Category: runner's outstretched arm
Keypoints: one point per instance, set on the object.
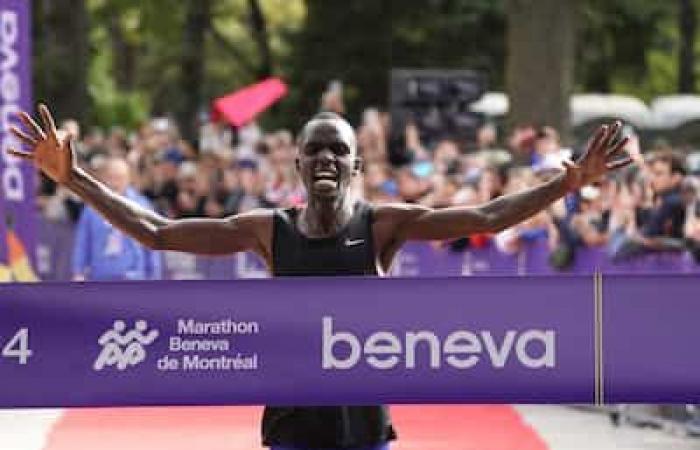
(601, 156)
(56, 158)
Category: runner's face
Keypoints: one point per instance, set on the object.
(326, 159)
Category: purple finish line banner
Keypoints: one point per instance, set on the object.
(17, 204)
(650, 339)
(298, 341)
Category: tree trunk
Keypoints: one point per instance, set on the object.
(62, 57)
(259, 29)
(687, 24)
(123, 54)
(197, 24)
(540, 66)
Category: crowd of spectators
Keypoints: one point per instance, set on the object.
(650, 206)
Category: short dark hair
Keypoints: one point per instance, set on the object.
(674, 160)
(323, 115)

++++++++

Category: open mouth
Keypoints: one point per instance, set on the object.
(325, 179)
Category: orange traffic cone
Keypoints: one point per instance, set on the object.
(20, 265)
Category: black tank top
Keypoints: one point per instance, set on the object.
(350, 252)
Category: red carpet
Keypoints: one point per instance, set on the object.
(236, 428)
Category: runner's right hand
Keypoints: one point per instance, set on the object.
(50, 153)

++++++++

• **Task brief**:
Would you give the number of lines in this listing that include "Category"? Only the number, please.

• **Response**:
11